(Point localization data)

[Start of section]

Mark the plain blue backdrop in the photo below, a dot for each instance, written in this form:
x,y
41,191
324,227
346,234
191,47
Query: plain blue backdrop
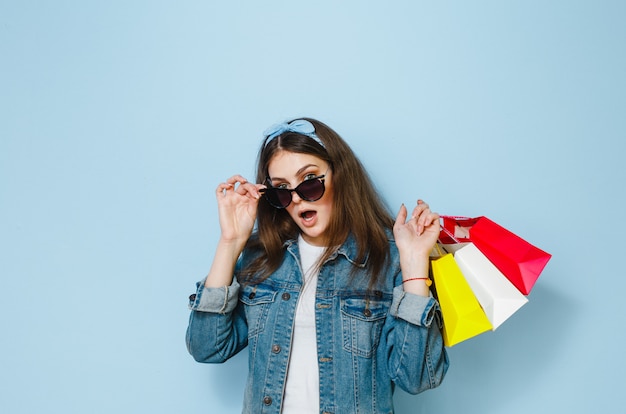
x,y
118,119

[End of section]

▸ What is needed: Copy out each record shown above without alteration, skipping any picture.

▸ Output of the exercise:
Mark the plain blue backdrop in the photo below, a dot for each instance, written in this form:
x,y
41,191
324,227
346,234
191,47
Query: plain blue backdrop
x,y
118,119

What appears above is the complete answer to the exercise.